-- Begin Document --

When can you call something Recycled Plastic? From Ocean Plastic to Production Waste

20 Jun, 2023

Have you ever wondered about the journey of a bottle made from recycled plastic when you are buying one? In recent decades, plastic production has skyrocketed, reaching an astonishing 390.7 million metric tonnes of plastic per year. This has led to an urgent need to address the ever-growing plastic waste problem. Recycling plastics and incorporating recycled materials into new products are crucial steps in tackling this challenge. However, how can we be sure that the “recycled” products we buy are truly what they claim to be? In this blog post, we will unravel the mysteries of recycled plastics, discuss what truly constitutes recycled plastic, and examine the factors that play a critical role when it comes to recycled plastic.

Understanding Recycled Plastic

Plastic recycling is the recovery operation by which plastic waste materials are reprocessed into products, materials or substances whether for the original or other purposes.

To understand the concept of recycled plastics it is first of importance to understand how the plastic recycling process works. The process involves three main steps: collecting, sorting, and processing waste plastic into new products. There are different methods for recycling, for instance mechanical recycling, the most common method, involves shredding, melting, and reforming plastic. Meanwhile, chemical recycling is gaining traction for breaking down plastics into their original monomers, enabling recycling of difficult-to-process materials.

Source of recycled plastics

So when producing recycled plastics, the use of plastic waste is indispensable. But where does the plastic waste come from? Plastic waste generally falls into three main categories: in-process waste streams, post-industrial waste streams, and post-consumer waste streams.

1. In-process waste streams

These are wastes generated during the production or manufacturing process of a product, such as off-cuts and by-products.

2. Post-industrial waste streams

This stream refers to waste generated after the completion of the manufacturing process but before the product reaches the consumer, such as packaging materials and unused raw materials. An example is Q Plastics, offering sustainable solutions through post production plastic recycling by turning surplus stocks, scraps and residual materials usable again in the production process.

3. Post-consumer waste streams

This type of waste is generated after a product has been used by the consumer and discarded, including packaging, food waste, and discarded products like electronics, clothing, or household items, as well as waste originating from the environment, such as oceans. The management of post-consumer waste often involves recycling, composting, and waste-to-energy conversion methods, as well as efforts to reduce waste generation through initiatives like extended producer responsibility, and promoting the circular economy, such as closed-loop recycling, where some recycled plastics are used in applications identical to those from which they were recovered. Umincorp, a Netherlands-based company, offers an example of post consumer recycling. They developed a unique and innovative technology called Magnetic Density Separation (MDS) for post consumer plastic recycling. This process recovers 90% of the plastic and is 75% more cost-effective than current recycling methods.

-- End Document --
-- Begin Excerpted records --

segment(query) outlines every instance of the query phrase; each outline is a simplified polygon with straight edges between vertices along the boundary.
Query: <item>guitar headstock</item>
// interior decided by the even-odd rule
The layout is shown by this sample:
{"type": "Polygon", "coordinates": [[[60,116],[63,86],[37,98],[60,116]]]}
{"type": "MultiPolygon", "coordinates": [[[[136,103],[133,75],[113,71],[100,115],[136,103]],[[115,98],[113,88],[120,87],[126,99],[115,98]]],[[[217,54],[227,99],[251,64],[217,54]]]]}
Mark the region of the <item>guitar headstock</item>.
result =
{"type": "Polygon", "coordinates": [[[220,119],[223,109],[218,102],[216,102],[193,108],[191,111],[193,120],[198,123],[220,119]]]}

-- End Excerpted records --

- _Work to complete_
a - According to the article on recycled plastic, what three main steps make up the plastic recycling process?
b - Carry the article on recycled plastic forward from its final sentence.
The listing has no connection to the article on recycled plastic.

- _Answers to the exercises_
a - Collecting, sorting, and processing waste plastic into new products.

b -
4. Ocean waste streams

Ocean plastic waste streams refer to all forms of plastic debris found in or near marine environments, from large items like discarded fishing gear to tiny microplastics. Organisations such as The Ocean Cleanup work hard to collect these plastics, though recycling them is challenging due to their unknown origins and degraded quality. Companies like Plastix, however, have found success in repurposing waste fish nets and ropes from the maritime industry. These wastes often have better quality, and their characteristics are more identifiable due to known origins. Ocean-bound plastics (OBP) on the other hand, are plastics on the brink of entering the ocean due to proximity to waterways and inadequate waste management. Preventing these plastics from reaching the ocean is a crucial intervention, yet it’s tough to verify if plastics are genuinely OBP or if the term is used misleadingly, which creates a grey area. For instance, claims like Plastic Bank‘s prevention of 86 million kg of plastic reaching the ocean raise questions about the accuracy of OBP identification.

Example of post consumer plastic waste bales

Plastic waste streams made from ocean plastics collected by the Ocean Cleanup.


Source: European Commission.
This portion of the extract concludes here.